## SUPPLIED DATA
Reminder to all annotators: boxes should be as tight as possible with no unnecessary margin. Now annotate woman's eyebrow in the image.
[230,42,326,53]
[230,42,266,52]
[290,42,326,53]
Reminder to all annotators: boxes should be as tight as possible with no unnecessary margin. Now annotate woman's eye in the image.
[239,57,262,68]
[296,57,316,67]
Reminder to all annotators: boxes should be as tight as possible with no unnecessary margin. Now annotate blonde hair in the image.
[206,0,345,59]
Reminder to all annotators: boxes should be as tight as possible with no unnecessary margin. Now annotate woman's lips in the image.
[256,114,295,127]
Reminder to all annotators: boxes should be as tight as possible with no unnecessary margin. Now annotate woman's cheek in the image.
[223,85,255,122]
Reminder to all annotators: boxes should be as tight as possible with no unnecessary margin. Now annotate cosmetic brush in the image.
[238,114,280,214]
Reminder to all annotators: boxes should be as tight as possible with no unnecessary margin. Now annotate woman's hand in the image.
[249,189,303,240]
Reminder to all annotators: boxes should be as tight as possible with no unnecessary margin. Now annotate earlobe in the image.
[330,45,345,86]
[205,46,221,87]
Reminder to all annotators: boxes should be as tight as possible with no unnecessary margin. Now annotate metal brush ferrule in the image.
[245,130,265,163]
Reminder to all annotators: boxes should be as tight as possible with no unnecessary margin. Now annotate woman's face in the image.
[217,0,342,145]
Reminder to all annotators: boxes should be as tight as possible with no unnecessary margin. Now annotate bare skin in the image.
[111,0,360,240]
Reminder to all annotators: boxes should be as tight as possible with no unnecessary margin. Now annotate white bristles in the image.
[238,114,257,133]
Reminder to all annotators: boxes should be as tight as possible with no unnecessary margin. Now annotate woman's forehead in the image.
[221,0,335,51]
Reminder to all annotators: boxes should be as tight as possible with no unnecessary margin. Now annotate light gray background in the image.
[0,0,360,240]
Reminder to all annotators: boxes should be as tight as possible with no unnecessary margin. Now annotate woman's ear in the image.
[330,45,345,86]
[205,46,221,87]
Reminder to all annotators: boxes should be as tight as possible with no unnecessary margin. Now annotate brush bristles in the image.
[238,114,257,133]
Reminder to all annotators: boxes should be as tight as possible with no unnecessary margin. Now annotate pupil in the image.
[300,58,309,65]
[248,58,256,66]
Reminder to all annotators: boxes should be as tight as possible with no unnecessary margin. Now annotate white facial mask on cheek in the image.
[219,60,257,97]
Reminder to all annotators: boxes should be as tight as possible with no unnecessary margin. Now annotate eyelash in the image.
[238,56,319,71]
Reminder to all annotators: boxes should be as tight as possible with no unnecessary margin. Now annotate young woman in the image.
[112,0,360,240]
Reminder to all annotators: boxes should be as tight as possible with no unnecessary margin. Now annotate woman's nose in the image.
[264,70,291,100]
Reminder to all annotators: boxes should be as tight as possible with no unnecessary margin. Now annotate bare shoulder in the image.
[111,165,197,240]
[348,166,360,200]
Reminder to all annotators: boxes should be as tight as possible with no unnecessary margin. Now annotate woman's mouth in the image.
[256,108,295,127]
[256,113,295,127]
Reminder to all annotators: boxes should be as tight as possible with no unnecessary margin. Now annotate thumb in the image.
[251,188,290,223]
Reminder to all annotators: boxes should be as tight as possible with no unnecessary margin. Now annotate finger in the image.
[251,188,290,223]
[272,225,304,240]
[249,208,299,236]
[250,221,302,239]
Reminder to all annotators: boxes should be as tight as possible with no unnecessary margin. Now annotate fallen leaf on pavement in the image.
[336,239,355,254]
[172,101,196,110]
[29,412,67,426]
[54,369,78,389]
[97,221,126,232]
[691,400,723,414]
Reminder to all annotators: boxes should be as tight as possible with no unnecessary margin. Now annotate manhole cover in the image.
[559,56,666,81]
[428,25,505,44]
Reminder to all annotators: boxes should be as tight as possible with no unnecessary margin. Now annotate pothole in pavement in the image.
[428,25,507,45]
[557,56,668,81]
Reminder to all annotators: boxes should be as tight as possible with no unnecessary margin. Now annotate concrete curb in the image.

## EXERCISE BRIEF
Arrange every entry above as a Markdown table with the columns Row and Entry. Give each line its own numbered row and leave out blank lines.

## WORKED ANSWER
| Row | Entry |
|---|---|
| 1 | Reminder to all annotators: boxes should be as tight as possible with no unnecessary margin. Now annotate woman's eyebrow in the image. |
| 2 | [230,42,326,53] |
| 3 | [230,42,266,52] |
| 4 | [290,42,326,53] |
| 5 | Reminder to all annotators: boxes should be as tight as possible with no unnecessary margin. Now annotate woman's eye in the image. |
| 6 | [239,57,262,68] |
| 7 | [296,57,316,67] |
| 8 | Reminder to all annotators: boxes should be as tight as possible with no unnecessary margin. Now annotate blonde hair in the image. |
| 9 | [206,0,345,59] |
| 10 | Reminder to all annotators: boxes should be as tight as possible with no unnecessary margin. Now annotate woman's lips in the image. |
| 11 | [256,114,295,127] |
| 12 | Reminder to all annotators: boxes should be as tight as possible with no unnecessary margin. Now annotate woman's cheek in the image. |
| 13 | [223,85,255,122] |
| 14 | Reminder to all annotators: boxes should be as tight as possible with no unnecessary margin. Now annotate cosmetic brush in the image. |
| 15 | [238,114,280,214] |
| 16 | Reminder to all annotators: boxes should be as tight as possible with no unnecessary margin. Now annotate woman's hand in the image. |
| 17 | [249,189,303,240] |
| 18 | Reminder to all annotators: boxes should be as tight as possible with no unnecessary margin. Now annotate earlobe in the image. |
| 19 | [330,45,345,86] |
| 20 | [205,46,221,87] |
| 21 | Reminder to all annotators: boxes should be as tight as possible with no unnecessary margin. Now annotate metal brush ferrule in the image. |
| 22 | [245,130,265,163] |
| 23 | Reminder to all annotators: boxes should be as tight as possible with no unnecessary margin. Now annotate woman's face in the image. |
| 24 | [217,0,342,145] |
| 25 | Reminder to all annotators: boxes should be as tight as possible with no unnecessary margin. Now annotate bare skin in the image. |
| 26 | [111,0,360,240] |
| 27 | Reminder to all annotators: boxes should be as tight as possible with no unnecessary margin. Now annotate white bristles in the image. |
| 28 | [238,114,257,133] |
| 29 | Reminder to all annotators: boxes should be as tight as possible with no unnecessary margin. Now annotate woman's forehead in the image. |
| 30 | [221,0,335,51] |
| 31 | Reminder to all annotators: boxes should be as tight as possible with no unnecessary margin. Now annotate light gray background in the image. |
| 32 | [0,0,360,240] |
| 33 | Reminder to all annotators: boxes should be as tight as possible with no unnecessary margin. Now annotate woman's ear in the image. |
| 34 | [330,45,345,86] |
| 35 | [205,46,221,87] |
| 36 | Reminder to all annotators: boxes should be as tight as possible with no unnecessary margin. Now annotate brush bristles in the image. |
| 37 | [238,114,257,133] |
| 38 | Reminder to all annotators: boxes should be as tight as possible with no unnecessary margin. Now annotate pupil in the image. |
| 39 | [300,58,309,65] |
| 40 | [248,58,256,66] |
| 41 | Reminder to all annotators: boxes should be as tight as possible with no unnecessary margin. Now annotate white facial mask on cheek in the image. |
| 42 | [219,60,257,97] |
| 43 | Reminder to all annotators: boxes should be as tight as possible with no unnecessary margin. Now annotate eyelash in the image. |
| 44 | [238,56,319,71] |
| 45 | Reminder to all annotators: boxes should be as tight as possible with no unnecessary margin. Now annotate young woman in the image. |
| 46 | [112,0,360,240] |
| 47 | Reminder to all annotators: boxes should be as tight as possible with no unnecessary margin. Now annotate woman's nose in the image. |
| 48 | [264,70,291,100] |
| 49 | Reminder to all annotators: boxes should be as tight as possible with no unnecessary margin. Now annotate bare shoulder in the image. |
| 50 | [111,165,197,240] |
| 51 | [348,166,360,200] |
| 52 | Reminder to all annotators: boxes should be as tight as possible with no unnecessary margin. Now annotate woman's mouth in the image. |
| 53 | [256,108,295,127] |
| 54 | [256,113,295,127] |
| 55 | Reminder to all annotators: boxes should be as tight as possible with no unnecessary margin. Now annotate thumb in the image. |
| 56 | [251,188,290,223] |
| 57 | Reminder to all annotators: boxes should be as tight as possible with no unnecessary margin. Now annotate finger in the image. |
| 58 | [251,188,290,223] |
| 59 | [272,225,304,240] |
| 60 | [249,208,299,236] |
| 61 | [250,221,302,239] |
| 62 | Reminder to all annotators: boxes should be as tight as possible with no unnecessary margin. Now annotate fallen leaf on pavement in the image. |
| 63 | [336,239,355,254] |
| 64 | [172,101,196,110] |
| 65 | [29,412,67,426] |
| 66 | [54,369,78,389] |
| 67 | [97,221,126,232] |
| 68 | [691,400,723,414] |
| 69 | Reminder to all annotators: boxes should be as tight as possible with no unnecessary margin. Now annotate manhole cover in the image. |
| 70 | [559,56,666,81] |
| 71 | [428,25,505,44] |
| 72 | Reminder to all annotators: boxes should be as tight as possible with no unnecessary margin. Now annotate pothole in pavement in the image. |
| 73 | [428,25,507,45] |
| 74 | [557,56,668,81] |
| 75 | Reminder to all annotators: boxes should be as tight as possible with no unnecessary margin. Now annotate concrete curb in the image. |